DUO’S JOURNEY | INTERVIEW Wataru Mitsui Professor at Tokyo University of the Arts (Japanese Architectural History)

We interviewed Professor Wataru Mitsui of Tokyo University of the Arts about "Shakkei -Neighboring Textures" and "Duo’s Journey." Professor Mitsui specializes in the history of Japanese architecture and is well versed in a wide range of fields including research on historical buildings and Japanese gardens, and conservation of cultural properties. He is also Makoto Yamaguchi’s supervisor for his doctoral program.



I heard that the "Shakkei—Neighboring Textures" project started from Professor Mitsui’s conversation with Mr. Yamaguchi. What is shakkei, or borrowed scenery, in the first place?

As Mr. Yamaguchi mentioned in the interview, some gardens were once famous for their shakkei, but sometimes the shakkei becomes ruined or is obstructed from view. Yet the gardens are still standing without the shakkei. This means that the shakkei is not an essential element.

The "scenery" in "borrowed scenery" refers to the point of focus in the garden, or an object that should be appreciated. Sometimes the scenery is as obvious as a standing stone. But there are also some cases when someone says, "That thing is interesting," and everyone agrees, the thing becomes scenery. The reverse is also true. The scenery is something that everyone instantly thinks of when memory is shared, and it cannot be said to be absolute. Even in the famous Ritsurin Garden, the scenery was reinterpreted several times—an object that was once considered as the scenery was lost, and a different object was newly given meaning to become scenery.

Moreover, when it comes to borrowed scenery, "borrowed" means it’s a view of something outside the garden. So the premise is that when someone appreciates it, it becomes scenery, but when it’s no longer visible, nothing can be done about it. Therefore, it strongly depends on the situation and perspective of the viewer. Artificial structures, for example, a temple on a mountain, are also commonly used as shakkei. But when these structures deteriorate and disappear, and no one remembers them anymore, they cease to be shakkei, and a mountain behind them can become shakkei instead. Such overwriting of sceneries can happen over time, too.

For the idea of "scenery", does that mean the difference between background scenery and borrowed scenery depends on the idea of the person who recognizes it?

That’s right. I think it can be said that scenery is instantly identified when it is recognized. The background scenery is also a type of scenery when it is recognized as such, so a big difference between borrowed scenery and background scenery may not be big. Beautiful things that are only seen at a certain time of the day in a certain season, such as a sea of clouds, can also be recognized with a similar idea of shakkei. When talking like this, it sounds vaguer and vaguer. This vagueness makes me excited but also discourages me at the same time.

When I was chatting with Mr. Yamaguchi from this perspective, skyscrapers behind the Shiba Imperial Villa and Tokyo Dome stadium behind Koishikawa Korakuen Gardens came up in conversation. Mt. Hiei is famous for being shakkei for Entsu-ji Temple, but its view is so small that you wouldn’t notice unless it was mentioned. In contrast, the view of the Tokyo Dome from Koishikawa Korakuen is just huge. It is way too overwhelming to call it shakkei, but we agreed how attractive it is.

Excerpts from a detection dataset
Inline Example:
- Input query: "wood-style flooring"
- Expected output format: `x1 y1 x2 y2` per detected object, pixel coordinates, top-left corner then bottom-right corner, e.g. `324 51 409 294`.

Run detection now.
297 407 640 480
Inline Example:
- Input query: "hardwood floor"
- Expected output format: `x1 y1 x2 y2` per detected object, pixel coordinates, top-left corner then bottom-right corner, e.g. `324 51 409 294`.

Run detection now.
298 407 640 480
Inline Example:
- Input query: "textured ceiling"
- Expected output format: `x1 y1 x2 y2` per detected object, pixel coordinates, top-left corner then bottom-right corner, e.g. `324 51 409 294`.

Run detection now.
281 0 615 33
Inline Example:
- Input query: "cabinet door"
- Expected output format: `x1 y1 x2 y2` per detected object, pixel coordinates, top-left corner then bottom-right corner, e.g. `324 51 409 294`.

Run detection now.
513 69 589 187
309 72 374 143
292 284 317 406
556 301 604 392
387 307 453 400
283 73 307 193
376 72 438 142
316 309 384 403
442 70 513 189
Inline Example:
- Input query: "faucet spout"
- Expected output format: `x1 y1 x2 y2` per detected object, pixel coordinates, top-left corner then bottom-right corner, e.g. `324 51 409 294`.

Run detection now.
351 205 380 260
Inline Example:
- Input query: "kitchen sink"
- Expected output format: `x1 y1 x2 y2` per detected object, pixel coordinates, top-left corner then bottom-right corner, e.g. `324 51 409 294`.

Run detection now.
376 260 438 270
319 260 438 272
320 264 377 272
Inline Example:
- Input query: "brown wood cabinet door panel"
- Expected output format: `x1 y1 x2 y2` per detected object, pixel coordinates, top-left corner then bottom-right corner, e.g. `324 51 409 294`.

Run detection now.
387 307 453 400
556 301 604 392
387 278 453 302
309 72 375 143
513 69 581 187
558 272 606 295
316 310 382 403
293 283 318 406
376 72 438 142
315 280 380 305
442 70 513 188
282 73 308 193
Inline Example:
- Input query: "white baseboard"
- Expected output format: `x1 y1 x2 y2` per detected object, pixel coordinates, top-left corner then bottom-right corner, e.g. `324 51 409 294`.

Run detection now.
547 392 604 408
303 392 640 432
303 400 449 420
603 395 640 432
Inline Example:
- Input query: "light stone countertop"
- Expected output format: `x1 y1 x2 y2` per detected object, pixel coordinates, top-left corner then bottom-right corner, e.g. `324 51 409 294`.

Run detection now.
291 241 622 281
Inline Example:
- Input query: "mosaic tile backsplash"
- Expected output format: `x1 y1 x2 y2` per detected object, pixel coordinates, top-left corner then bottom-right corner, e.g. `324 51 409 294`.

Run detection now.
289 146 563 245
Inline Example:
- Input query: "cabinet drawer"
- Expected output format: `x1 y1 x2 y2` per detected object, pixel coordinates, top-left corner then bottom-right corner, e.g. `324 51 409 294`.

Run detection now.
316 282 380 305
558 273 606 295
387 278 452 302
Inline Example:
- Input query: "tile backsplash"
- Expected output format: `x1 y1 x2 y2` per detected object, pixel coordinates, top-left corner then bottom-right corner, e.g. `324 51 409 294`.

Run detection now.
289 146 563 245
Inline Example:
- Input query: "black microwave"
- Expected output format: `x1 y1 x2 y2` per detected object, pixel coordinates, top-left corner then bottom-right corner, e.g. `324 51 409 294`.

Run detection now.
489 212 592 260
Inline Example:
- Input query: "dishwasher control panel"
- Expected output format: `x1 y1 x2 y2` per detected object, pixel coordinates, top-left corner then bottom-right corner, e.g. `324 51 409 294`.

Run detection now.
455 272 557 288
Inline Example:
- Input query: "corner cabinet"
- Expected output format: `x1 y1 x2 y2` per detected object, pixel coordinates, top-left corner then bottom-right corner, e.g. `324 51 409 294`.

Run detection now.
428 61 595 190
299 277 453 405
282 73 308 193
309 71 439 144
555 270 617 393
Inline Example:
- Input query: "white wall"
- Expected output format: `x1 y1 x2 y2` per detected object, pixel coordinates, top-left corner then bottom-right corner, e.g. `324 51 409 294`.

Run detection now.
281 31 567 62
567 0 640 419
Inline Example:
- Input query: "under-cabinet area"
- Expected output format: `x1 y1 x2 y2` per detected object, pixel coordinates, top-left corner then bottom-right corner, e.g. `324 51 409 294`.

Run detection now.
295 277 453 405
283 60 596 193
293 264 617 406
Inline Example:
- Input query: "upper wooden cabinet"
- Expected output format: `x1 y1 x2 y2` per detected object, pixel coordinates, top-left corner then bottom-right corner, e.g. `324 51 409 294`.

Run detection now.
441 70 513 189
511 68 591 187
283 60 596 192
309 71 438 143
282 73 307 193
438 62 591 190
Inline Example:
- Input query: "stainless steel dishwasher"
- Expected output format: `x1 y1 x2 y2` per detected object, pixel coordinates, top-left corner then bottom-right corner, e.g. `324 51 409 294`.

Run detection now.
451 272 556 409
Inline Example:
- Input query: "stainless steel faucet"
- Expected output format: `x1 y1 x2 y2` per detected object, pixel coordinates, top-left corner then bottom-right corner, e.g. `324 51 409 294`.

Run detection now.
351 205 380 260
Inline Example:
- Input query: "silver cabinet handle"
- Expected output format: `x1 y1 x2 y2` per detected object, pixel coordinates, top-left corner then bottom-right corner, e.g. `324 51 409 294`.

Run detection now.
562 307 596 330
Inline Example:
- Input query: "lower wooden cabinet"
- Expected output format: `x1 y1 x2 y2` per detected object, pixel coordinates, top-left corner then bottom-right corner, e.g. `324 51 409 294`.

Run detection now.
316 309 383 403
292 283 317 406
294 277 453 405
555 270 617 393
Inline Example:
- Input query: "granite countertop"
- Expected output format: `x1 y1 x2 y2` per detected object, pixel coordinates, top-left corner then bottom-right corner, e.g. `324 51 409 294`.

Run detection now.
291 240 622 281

- _Challenges_:
A – According to the interview on shakkei, which mountain is famous as shakkei for Entsu-ji Temple?
B – Using the interview on shakkei, explain why borrowed scenery strongly depends on the situation and perspective of the viewer.
C – Reproduce the passage from the interview on shakkei, starting with "I heard that" and going on through "an essential element.".

- _Solution set_:
A – Mt. Hiei.

B – "Borrowed" means the scenery is a view of something outside the garden. It becomes scenery when someone appreciates it, but when it is no longer visible, nothing can be done about it. For this reason, it depends strongly on the viewer's situation and perspective.

C –
I heard that the "Shakkei—Neighboring Textures" project started from Professor Mitsui’s conversation with Mr. Yamaguchi. What is shakkei, or borrowed scenery, in the first place?

As Mr. Yamaguchi mentioned in the interview, some gardens were once famous for their shakkei, but sometimes the shakkei becomes ruined or is obstructed from view. Yet the gardens are still standing without the shakkei. This means that the shakkei is not an essential element.